GIVEN REQUEST 1>
Answer each question about the Sapphire language description below, one per line:
(a) What language is Sapphire written in?
(b) Besides everything else, which two characters make up the line scanner's world?
(c) What symbol introduces a documentation comment?
GIVEN REQUEST 2>
Does each statement below agree with the Sapphire language description? Answer yes or no, and quote the words from the description that decide it.
(a) There are firm plans to bring Sapphire to a production state.
(b) Sapphire is parsed with parsec.
(c) Lines consisting only of spaces and a new line character are treated as separate blocks.

SOURCE DOCUMENT>
"""
Sapphire (a kind of Ruby, pun intended) is an experimental new programming language that aims to meld the expressive syntax of Ruby with the parallel process model of Erlang. Best of class concepts from other languages are also mixed in.

Sapphire is currently in the development stages for a proof-of-concept program. There are no firm plans to take this language to a production state. It should instead be understood as a cool experimental toy. (Don't bet your start-up on me!)

Main Idea

The driving concept behind Sapphire is to take Ruby's everything-is-an-object paradigm and make every object a process with a message queue in the style of Erlang. In reality one process per object is too many, so the engineering compromise is to say every object can be a process, and every process is an object.

To make this work, we require (semantically[^practice]) that processes have fully independent data. If two object want to share data with each other they have two choices. One is to copy the data from one to the other. This lets one object know something about the state of another object when the request was made. If two objects which to share and update the same piece of data they must first turn that data into a process that they both read form and write to. In effect the shared process-object works as a semaphore for the shared data.

Concurrent Parsing

Sapphire aims to make extensive use of concurrent computations. To that end the parser is designed to be lazy and concurrent. Each module and class is interpreted concurrently.

The indentation rules are run by a line scanner that is fast, brutish and dumb. Its world consists of spaces (U+0020) new lines (U+000a) and everything else. It produces blocks and lines. A block is a list of lines at the same level of indentation. A line is all characters between the first non-space character and a new line character plus a block of all lines following whose indentation is strictly greater then the leading line. Lines consisting only of spaces and a new line character are ignored. All Sapphire statements must be on one line (which includes the block that follows it).

The line scanner knows nothing of the grammar it scans, nothing can break the rules. Comments, string literals and the like all must obey the rules. The benefit of this thuggish line scanner is that we can quickly determine the full extent of a class, module, or function. All fit on a single line and the block which follows.

This also makes it very simple to embed independent syntactical structures into Sapphire. The line scanner pulls off the demarcating spaces and returns rest of the syntax intact. There is no possibility of a end tag collision

We use parsec, a monadic parser combinator to parse Sapphire. The concurrent parsing helps to offset the penalty in raw speed, while the flexibility allows for parsing to be a built in language feature.

Implementation

Sapphire is written in Haskell. The goal is to create an Interpreted language backed up with JIT LLVM compilation for common functions. A stretch goal is to make a broad subset of Sapphire compile to stand-alone executables and then to become self-hosting

Syntax

this is a work in progress

Blocks and Lines:

A block is a list of lines at the same indentation level. A line is the text from the first non-space character to the end of the line plus the block of lines the follow immediately and are more indented then the line.

Comments and Processor controls:

The character # is the process control character. It introduces syntax which is intended for the interpreter/compiler is not part of the semantics of the program. If the # is followed by a space or any character other then the ones listed below then it is introducing a standard comment. All text to the next new line is ignored unless the # is the first character of a line[^line] then the entire line, including any block which follows, is ignored.

The symbol #@ introduces a documentation comment. These comments belong to the context of the line to which their block belongs (or the file if at top level) and are parsed by a special documentation parser. The text is stored with the class, module or function and can be accessed at runtime unless it has been stripped. This is specifically intended to allow libraries to be discovered from a REPL.
"""
STORED RECORDS>
"""
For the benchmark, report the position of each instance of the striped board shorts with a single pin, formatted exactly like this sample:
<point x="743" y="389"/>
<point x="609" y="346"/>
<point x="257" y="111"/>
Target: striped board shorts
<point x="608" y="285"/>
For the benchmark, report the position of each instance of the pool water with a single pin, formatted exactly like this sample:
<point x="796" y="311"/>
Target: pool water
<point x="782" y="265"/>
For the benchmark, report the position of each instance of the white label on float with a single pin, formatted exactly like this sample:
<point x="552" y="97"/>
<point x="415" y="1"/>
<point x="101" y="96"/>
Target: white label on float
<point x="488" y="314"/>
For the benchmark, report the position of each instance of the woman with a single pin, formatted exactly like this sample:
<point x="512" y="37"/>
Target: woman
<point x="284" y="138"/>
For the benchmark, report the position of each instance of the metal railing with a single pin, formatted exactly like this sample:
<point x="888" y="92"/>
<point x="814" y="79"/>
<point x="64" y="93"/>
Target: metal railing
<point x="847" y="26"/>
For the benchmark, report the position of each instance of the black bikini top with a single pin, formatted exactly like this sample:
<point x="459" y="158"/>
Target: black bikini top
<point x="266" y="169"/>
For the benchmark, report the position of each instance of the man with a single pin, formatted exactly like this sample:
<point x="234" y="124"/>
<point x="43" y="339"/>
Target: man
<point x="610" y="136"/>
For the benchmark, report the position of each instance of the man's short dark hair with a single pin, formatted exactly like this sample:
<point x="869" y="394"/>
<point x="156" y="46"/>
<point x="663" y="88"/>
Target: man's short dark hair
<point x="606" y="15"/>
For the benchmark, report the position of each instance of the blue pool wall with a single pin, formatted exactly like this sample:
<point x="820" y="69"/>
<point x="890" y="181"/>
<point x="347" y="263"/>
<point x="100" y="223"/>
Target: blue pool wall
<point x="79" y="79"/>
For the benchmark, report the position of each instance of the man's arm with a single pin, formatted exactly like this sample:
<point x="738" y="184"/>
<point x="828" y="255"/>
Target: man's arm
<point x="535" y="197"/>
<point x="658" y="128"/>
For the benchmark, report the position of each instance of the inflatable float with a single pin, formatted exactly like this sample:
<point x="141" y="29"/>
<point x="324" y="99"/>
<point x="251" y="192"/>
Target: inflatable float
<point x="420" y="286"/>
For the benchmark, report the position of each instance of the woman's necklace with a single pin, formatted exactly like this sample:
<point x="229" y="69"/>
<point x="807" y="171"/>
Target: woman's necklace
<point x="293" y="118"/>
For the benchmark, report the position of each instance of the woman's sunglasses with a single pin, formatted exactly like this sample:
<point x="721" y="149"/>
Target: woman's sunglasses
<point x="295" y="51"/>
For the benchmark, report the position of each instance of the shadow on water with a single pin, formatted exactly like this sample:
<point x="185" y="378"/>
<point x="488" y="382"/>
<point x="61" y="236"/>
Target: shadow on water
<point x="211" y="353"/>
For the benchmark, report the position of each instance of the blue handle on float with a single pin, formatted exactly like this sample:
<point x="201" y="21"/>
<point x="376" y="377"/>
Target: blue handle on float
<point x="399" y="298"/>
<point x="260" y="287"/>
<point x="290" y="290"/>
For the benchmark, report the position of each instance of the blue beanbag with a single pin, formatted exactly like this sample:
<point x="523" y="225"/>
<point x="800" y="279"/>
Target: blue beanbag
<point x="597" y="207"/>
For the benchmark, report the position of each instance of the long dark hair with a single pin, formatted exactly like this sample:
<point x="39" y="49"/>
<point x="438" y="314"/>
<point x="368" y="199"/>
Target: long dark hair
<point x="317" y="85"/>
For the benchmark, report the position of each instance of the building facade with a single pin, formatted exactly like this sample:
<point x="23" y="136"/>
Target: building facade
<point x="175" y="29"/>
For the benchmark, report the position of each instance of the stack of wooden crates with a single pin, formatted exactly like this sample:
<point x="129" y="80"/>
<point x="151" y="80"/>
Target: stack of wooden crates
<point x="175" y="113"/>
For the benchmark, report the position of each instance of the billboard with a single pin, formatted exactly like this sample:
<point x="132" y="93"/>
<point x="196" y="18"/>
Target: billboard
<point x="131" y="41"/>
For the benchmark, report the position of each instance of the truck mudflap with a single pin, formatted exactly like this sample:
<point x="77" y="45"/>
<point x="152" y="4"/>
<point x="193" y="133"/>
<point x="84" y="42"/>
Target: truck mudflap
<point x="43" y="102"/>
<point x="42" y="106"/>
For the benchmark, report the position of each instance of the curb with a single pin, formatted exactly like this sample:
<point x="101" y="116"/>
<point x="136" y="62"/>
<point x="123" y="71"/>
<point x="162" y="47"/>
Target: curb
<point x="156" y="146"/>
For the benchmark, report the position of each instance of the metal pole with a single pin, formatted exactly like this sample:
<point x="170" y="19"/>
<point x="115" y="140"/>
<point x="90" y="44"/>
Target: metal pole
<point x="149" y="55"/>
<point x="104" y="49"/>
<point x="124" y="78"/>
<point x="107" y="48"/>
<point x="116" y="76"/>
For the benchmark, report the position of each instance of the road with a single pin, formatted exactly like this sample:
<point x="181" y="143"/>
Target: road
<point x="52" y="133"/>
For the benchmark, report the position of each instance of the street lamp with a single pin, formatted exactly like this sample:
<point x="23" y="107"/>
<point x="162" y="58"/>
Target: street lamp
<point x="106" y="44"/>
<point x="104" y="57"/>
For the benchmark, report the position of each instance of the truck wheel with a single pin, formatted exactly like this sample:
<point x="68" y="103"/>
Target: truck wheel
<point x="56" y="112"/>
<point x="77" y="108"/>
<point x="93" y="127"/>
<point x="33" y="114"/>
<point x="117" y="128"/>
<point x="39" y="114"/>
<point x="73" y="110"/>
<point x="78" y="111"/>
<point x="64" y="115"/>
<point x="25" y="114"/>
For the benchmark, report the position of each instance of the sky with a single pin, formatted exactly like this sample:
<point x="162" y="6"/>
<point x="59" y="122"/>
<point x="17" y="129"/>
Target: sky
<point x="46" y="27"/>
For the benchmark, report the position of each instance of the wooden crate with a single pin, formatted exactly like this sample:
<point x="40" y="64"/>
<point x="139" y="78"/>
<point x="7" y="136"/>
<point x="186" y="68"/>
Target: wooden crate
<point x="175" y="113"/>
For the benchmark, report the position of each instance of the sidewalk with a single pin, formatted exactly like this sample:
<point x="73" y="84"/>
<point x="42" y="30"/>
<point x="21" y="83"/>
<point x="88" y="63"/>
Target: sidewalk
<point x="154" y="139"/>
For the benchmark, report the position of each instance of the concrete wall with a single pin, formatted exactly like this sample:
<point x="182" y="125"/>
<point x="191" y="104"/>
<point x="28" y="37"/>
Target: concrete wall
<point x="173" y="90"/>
"""
ANSWER 1>
(a) Haskell
(b) Spaces (U+0020) and new lines (U+000a)
(c) #@

ANSWER 2>
(a) No: "There are no firm plans to take this language to a production state."
(b) Yes: "We use parsec, a monadic parser combinator to parse Sapphire."
(c) No: "Lines consisting only of spaces and a new line character are ignored."